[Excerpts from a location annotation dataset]
:::::
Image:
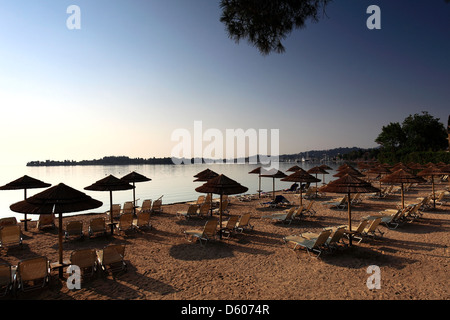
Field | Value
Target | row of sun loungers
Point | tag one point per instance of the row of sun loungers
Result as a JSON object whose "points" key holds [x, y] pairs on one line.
{"points": [[34, 273], [235, 224]]}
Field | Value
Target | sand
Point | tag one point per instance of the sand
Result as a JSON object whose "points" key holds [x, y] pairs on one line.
{"points": [[413, 260]]}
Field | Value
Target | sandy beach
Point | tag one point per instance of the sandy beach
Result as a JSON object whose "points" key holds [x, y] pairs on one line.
{"points": [[257, 265]]}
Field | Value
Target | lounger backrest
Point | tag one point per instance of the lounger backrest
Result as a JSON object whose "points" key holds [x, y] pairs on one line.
{"points": [[97, 224], [10, 234], [231, 223], [126, 220], [113, 253], [83, 258], [244, 220], [146, 205], [210, 228], [323, 236], [8, 221], [33, 269], [74, 226], [374, 224], [127, 207], [5, 274]]}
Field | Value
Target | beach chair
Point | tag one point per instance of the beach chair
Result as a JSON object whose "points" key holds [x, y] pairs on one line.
{"points": [[8, 221], [244, 223], [32, 274], [111, 258], [146, 206], [116, 210], [6, 279], [309, 208], [10, 236], [86, 260], [192, 212], [97, 226], [127, 207], [224, 205], [311, 245], [125, 222], [284, 217], [143, 221], [208, 232], [372, 228], [340, 203], [46, 221], [157, 206], [74, 229], [230, 227]]}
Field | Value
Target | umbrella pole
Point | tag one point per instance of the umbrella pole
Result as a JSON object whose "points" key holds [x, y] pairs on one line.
{"points": [[349, 220], [60, 260], [220, 218]]}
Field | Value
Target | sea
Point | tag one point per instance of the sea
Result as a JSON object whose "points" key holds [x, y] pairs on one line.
{"points": [[171, 183]]}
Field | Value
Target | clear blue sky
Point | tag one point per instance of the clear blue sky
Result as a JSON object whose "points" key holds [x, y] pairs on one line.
{"points": [[139, 69]]}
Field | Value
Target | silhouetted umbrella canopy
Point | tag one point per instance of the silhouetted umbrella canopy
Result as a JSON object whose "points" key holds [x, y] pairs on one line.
{"points": [[300, 176], [25, 183], [274, 174], [134, 177], [431, 171], [258, 172], [58, 199], [401, 177], [221, 185], [349, 184], [110, 183]]}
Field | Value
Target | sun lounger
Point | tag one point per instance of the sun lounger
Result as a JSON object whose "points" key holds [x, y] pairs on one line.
{"points": [[285, 216], [97, 226], [74, 229], [46, 221], [125, 222], [157, 206], [244, 223], [230, 226], [143, 221], [6, 279], [311, 245], [207, 233], [32, 274], [116, 210], [111, 258], [127, 207], [10, 236], [8, 221], [86, 260], [192, 212]]}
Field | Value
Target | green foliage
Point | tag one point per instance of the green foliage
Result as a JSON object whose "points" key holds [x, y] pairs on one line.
{"points": [[420, 138]]}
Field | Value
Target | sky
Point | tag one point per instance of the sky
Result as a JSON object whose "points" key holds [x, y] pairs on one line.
{"points": [[139, 70]]}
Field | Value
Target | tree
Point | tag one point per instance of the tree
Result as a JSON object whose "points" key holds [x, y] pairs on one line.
{"points": [[417, 133], [264, 23]]}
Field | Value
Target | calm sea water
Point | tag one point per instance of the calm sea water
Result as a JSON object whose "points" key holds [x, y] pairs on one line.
{"points": [[173, 182]]}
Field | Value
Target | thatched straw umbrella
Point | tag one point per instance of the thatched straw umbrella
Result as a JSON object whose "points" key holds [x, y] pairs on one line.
{"points": [[431, 171], [58, 199], [348, 184], [110, 183], [300, 176], [401, 177], [25, 183], [221, 185], [317, 170], [258, 172], [274, 174], [134, 177]]}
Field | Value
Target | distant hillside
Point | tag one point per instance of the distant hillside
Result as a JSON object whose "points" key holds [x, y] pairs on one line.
{"points": [[313, 155]]}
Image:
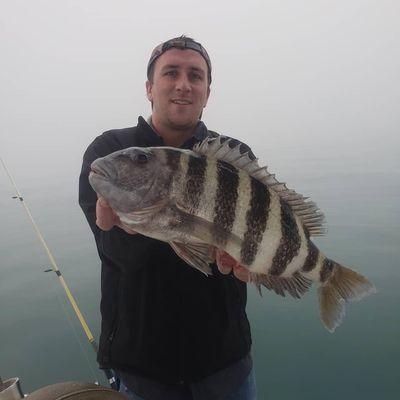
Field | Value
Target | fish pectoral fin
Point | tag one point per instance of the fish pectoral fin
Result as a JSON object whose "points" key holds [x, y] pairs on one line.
{"points": [[296, 285], [198, 255]]}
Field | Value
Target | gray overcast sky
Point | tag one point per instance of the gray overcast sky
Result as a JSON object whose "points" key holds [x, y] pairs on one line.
{"points": [[320, 74]]}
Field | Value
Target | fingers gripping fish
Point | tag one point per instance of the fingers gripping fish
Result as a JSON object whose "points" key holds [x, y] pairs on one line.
{"points": [[217, 197]]}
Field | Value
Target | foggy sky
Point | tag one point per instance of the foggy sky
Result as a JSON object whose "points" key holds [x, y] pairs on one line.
{"points": [[321, 76]]}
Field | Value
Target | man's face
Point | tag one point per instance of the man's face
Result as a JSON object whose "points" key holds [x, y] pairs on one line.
{"points": [[179, 90]]}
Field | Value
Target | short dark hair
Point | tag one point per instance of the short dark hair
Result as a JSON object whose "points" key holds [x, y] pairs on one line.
{"points": [[181, 42]]}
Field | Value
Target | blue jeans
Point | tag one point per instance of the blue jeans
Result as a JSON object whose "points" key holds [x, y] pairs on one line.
{"points": [[247, 391]]}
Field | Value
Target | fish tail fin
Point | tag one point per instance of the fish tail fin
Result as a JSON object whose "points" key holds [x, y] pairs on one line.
{"points": [[344, 285]]}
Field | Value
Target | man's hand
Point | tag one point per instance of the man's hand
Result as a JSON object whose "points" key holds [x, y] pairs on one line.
{"points": [[226, 264], [106, 218]]}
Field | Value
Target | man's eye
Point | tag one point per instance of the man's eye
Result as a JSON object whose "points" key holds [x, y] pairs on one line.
{"points": [[196, 77]]}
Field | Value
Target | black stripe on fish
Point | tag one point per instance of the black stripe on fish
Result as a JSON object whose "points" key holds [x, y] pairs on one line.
{"points": [[289, 245], [173, 159], [312, 257], [195, 181], [326, 270], [225, 200], [256, 221]]}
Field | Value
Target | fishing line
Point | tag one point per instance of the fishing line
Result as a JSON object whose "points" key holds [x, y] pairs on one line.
{"points": [[55, 268]]}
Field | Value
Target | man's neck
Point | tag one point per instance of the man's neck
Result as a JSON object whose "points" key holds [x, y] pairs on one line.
{"points": [[172, 137]]}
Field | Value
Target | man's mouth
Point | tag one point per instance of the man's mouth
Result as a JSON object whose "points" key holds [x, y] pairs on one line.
{"points": [[181, 102]]}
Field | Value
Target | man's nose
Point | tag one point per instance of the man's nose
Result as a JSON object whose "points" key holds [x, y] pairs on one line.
{"points": [[183, 83]]}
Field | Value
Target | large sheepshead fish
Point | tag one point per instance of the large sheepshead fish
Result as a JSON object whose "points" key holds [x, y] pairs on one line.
{"points": [[217, 197]]}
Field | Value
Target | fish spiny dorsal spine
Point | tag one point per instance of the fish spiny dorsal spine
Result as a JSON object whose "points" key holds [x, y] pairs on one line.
{"points": [[220, 147]]}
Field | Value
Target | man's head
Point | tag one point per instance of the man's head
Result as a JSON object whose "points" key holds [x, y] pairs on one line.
{"points": [[178, 86]]}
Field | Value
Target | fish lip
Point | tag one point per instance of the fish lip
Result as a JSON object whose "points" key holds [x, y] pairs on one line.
{"points": [[98, 172]]}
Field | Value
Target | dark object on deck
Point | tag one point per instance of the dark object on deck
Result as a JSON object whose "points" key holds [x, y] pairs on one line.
{"points": [[75, 391], [10, 389]]}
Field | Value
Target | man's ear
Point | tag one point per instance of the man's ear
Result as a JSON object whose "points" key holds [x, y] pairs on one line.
{"points": [[208, 95], [149, 92]]}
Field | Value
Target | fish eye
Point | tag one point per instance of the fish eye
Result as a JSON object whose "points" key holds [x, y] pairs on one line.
{"points": [[141, 158]]}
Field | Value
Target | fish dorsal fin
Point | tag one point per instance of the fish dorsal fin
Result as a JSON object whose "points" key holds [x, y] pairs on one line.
{"points": [[231, 151]]}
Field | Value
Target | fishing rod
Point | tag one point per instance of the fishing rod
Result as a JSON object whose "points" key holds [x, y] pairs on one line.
{"points": [[110, 376]]}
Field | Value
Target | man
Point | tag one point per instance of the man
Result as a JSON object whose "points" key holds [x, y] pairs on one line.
{"points": [[168, 331]]}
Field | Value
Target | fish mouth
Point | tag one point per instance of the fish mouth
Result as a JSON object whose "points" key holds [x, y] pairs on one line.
{"points": [[97, 171]]}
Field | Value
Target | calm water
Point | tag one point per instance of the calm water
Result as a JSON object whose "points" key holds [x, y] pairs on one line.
{"points": [[295, 357]]}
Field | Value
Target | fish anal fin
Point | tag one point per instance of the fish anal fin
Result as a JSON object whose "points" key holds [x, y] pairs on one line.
{"points": [[343, 285], [197, 255], [295, 285]]}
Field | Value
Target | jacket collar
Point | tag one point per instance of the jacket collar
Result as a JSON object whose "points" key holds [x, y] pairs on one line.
{"points": [[154, 139]]}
:::::
◆ **WHAT YOU NEED TO DO**
Show every line of the entries above that contains the word "sheepshead", copying each line in full.

◆ **SOLUTION TO THIS PROBLEM**
Target | large sheepshead fish
Point | tag one point per instance of the large sheepshead fish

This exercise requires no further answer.